WHAT YOU SHOULD DO. Return each line of the material verbatim.

Mask labeling examples
+ + + + +

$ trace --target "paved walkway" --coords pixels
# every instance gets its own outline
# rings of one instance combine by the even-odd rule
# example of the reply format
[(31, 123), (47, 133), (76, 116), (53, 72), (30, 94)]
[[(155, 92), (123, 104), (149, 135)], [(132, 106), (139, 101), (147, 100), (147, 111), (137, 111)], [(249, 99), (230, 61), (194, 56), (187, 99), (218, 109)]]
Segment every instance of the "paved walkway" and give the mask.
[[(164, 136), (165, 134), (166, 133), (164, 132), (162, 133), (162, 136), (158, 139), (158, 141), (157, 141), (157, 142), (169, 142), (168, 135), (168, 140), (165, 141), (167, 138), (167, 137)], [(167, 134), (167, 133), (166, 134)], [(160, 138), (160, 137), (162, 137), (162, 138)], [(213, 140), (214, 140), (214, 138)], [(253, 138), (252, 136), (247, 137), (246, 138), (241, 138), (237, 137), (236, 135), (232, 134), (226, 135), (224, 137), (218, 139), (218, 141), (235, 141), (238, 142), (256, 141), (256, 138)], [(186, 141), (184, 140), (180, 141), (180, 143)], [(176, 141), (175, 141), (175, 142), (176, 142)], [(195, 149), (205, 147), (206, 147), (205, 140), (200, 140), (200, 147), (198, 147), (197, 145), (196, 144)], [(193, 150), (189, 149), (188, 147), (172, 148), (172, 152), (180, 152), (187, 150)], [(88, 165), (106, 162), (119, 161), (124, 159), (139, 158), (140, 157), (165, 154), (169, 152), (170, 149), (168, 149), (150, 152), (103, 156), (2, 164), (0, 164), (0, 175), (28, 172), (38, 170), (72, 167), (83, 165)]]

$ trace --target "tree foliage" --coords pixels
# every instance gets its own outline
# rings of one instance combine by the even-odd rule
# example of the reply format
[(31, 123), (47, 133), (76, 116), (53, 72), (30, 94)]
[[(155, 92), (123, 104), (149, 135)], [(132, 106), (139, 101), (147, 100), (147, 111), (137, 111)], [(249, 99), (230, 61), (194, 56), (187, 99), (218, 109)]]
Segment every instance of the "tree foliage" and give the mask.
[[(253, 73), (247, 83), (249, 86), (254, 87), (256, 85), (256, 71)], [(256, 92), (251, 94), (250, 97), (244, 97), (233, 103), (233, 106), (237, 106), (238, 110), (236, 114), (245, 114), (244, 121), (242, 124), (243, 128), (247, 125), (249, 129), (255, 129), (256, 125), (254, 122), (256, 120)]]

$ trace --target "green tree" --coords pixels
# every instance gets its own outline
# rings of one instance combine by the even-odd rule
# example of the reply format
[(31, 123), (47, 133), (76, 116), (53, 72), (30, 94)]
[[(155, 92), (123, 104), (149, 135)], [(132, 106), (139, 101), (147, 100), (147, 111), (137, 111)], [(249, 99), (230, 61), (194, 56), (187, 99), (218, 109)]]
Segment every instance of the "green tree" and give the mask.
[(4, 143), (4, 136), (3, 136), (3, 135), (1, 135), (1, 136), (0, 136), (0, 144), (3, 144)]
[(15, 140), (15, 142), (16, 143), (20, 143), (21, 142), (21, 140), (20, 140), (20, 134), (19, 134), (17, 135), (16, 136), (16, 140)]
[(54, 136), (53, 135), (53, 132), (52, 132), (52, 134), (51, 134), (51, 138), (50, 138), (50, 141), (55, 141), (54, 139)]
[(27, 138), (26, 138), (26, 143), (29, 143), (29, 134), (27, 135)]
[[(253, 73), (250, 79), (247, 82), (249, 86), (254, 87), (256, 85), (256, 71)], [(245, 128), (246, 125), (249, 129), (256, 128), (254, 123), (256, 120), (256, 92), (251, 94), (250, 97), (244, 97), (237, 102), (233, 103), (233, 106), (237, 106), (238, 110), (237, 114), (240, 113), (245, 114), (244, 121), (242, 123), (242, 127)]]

+ + + + +

EXERCISE OUTPUT.
$ trace --target "paved walkway" --coords pixels
# every instance gets its own outline
# rings of one instance combine by the even-odd rule
# example of the reply format
[(31, 123), (47, 133), (76, 116), (53, 72), (30, 94)]
[[(155, 92), (123, 104), (149, 135)], [(132, 106), (139, 101), (147, 100), (147, 111), (137, 111)], [(249, 99), (230, 61), (194, 56), (187, 99), (218, 109)]]
Segment every instance of the "paved walkway" and give the mask.
[[(164, 136), (165, 134), (166, 133), (164, 132), (162, 133), (162, 136), (158, 139), (158, 141), (157, 141), (157, 142), (169, 142), (168, 135), (168, 140), (165, 141), (167, 138), (167, 137)], [(167, 134), (167, 133), (166, 134)], [(160, 138), (160, 137), (162, 137), (162, 138)], [(213, 140), (214, 140), (214, 138)], [(253, 138), (252, 136), (247, 137), (246, 138), (241, 138), (237, 137), (236, 135), (232, 134), (226, 135), (224, 137), (218, 139), (218, 141), (235, 141), (238, 142), (256, 141), (256, 138)], [(186, 141), (184, 140), (180, 141), (180, 143)], [(176, 141), (175, 141), (175, 142), (176, 142)], [(195, 149), (205, 147), (206, 147), (205, 140), (200, 140), (200, 147), (198, 147), (197, 145), (196, 144)], [(193, 150), (189, 149), (188, 147), (172, 148), (172, 152), (180, 152), (187, 150)], [(88, 165), (106, 162), (119, 161), (124, 159), (139, 158), (140, 157), (165, 154), (169, 152), (170, 149), (168, 149), (150, 152), (103, 156), (2, 164), (0, 164), (0, 175), (28, 172), (38, 170), (72, 167), (83, 165)]]

$ trace --target "tree foliage" --coords pixels
# every instance gets its own outline
# rings of one instance combine by the even-odd rule
# example of the reply format
[(31, 123), (47, 133), (76, 116), (53, 72), (30, 94)]
[[(155, 92), (123, 104), (149, 135)], [(132, 106), (139, 101), (147, 100), (147, 111), (137, 111)], [(249, 99), (230, 61), (194, 56), (187, 99), (218, 109)]]
Segment every instance of the "tree foliage" and give the mask.
[[(253, 73), (247, 83), (249, 86), (254, 87), (256, 85), (256, 71)], [(256, 92), (251, 94), (250, 97), (244, 97), (233, 103), (233, 106), (237, 106), (238, 110), (236, 114), (245, 114), (244, 121), (242, 124), (243, 128), (247, 125), (249, 129), (255, 129), (256, 125), (254, 122), (256, 120)]]

$ trace --target "green tree" --coords pixels
# every instance gets its own outline
# rings of one instance combine by the even-odd rule
# example of the reply format
[(31, 123), (47, 133), (76, 116), (53, 72), (30, 94)]
[[(155, 92), (123, 104), (149, 135)], [(132, 106), (139, 101), (147, 100), (147, 111), (137, 111)], [(249, 99), (230, 61), (194, 56), (187, 99), (218, 109)]]
Segment every instance of the "green tree" and give the mask.
[(4, 143), (4, 136), (3, 136), (3, 135), (1, 135), (1, 136), (0, 136), (0, 144), (3, 144)]
[(15, 140), (15, 142), (16, 143), (20, 143), (21, 142), (21, 140), (20, 140), (20, 134), (19, 134), (17, 135), (16, 136), (16, 140)]
[(54, 136), (53, 135), (53, 132), (52, 132), (52, 134), (51, 134), (51, 138), (50, 138), (50, 141), (55, 141), (54, 139)]
[(27, 138), (26, 138), (26, 143), (29, 143), (29, 134), (27, 135)]
[[(253, 73), (250, 79), (247, 82), (249, 86), (254, 87), (256, 85), (256, 71)], [(245, 128), (246, 125), (249, 129), (256, 128), (254, 123), (256, 120), (256, 92), (251, 94), (250, 97), (244, 97), (237, 102), (233, 103), (233, 106), (237, 106), (238, 110), (237, 114), (240, 113), (245, 114), (244, 121), (242, 123), (242, 127)]]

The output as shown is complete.